[Supplied data Boundary: Start]

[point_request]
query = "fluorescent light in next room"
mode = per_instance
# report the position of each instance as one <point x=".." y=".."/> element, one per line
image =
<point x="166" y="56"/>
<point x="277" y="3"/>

[Supplied data Boundary: End]

== Work to be completed ==
Your answer should be the records above, set down exactly.

== Solution to the problem ==
[point_request]
query = "fluorescent light in next room"
mode = per_instance
# report the position of each instance as one <point x=".." y=".."/> element, one per line
image =
<point x="166" y="56"/>
<point x="277" y="3"/>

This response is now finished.